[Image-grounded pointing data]
-- Opening Marker --

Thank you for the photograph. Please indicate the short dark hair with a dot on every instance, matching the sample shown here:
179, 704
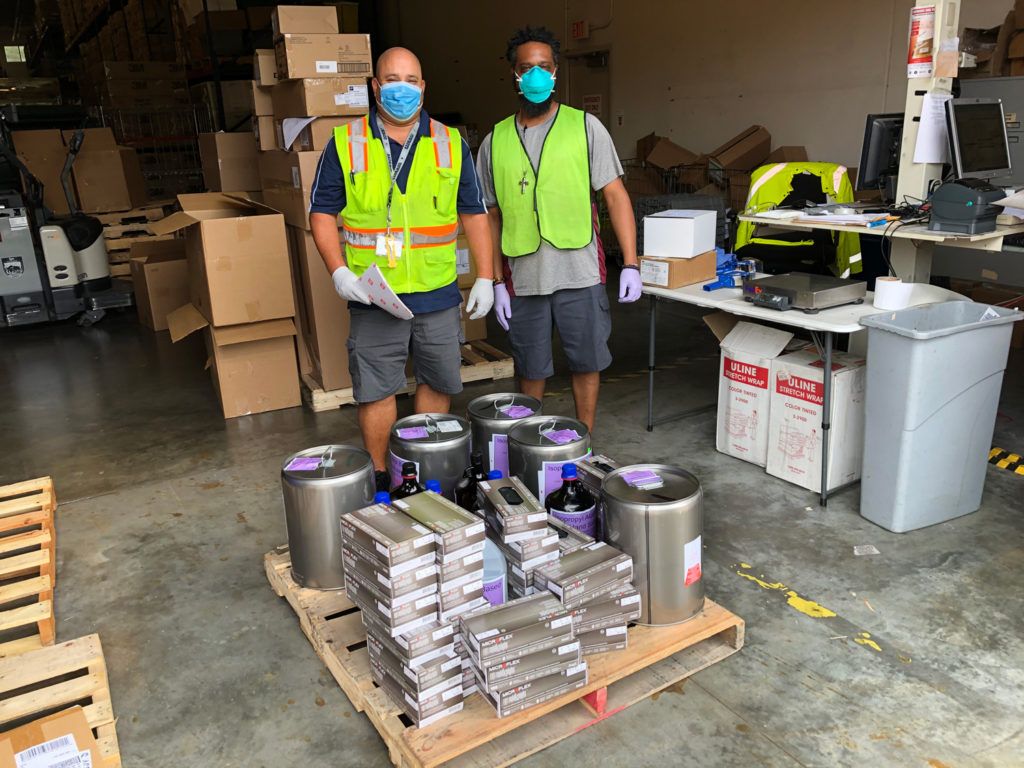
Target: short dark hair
531, 35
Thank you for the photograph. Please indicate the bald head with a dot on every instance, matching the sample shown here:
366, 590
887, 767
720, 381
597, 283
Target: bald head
398, 64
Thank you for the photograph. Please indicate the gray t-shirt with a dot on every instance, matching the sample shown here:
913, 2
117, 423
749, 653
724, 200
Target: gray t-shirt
552, 269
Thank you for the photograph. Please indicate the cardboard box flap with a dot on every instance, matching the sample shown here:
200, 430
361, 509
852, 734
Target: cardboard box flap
251, 332
184, 321
755, 339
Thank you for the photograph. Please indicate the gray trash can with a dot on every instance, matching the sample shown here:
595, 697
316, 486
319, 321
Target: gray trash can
934, 376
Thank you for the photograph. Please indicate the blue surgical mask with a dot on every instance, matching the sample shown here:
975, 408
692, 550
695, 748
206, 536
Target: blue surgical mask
537, 84
400, 99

-- Closing Marker --

For the records above, state how many lines contain "Thank". Add nothing to the number.

6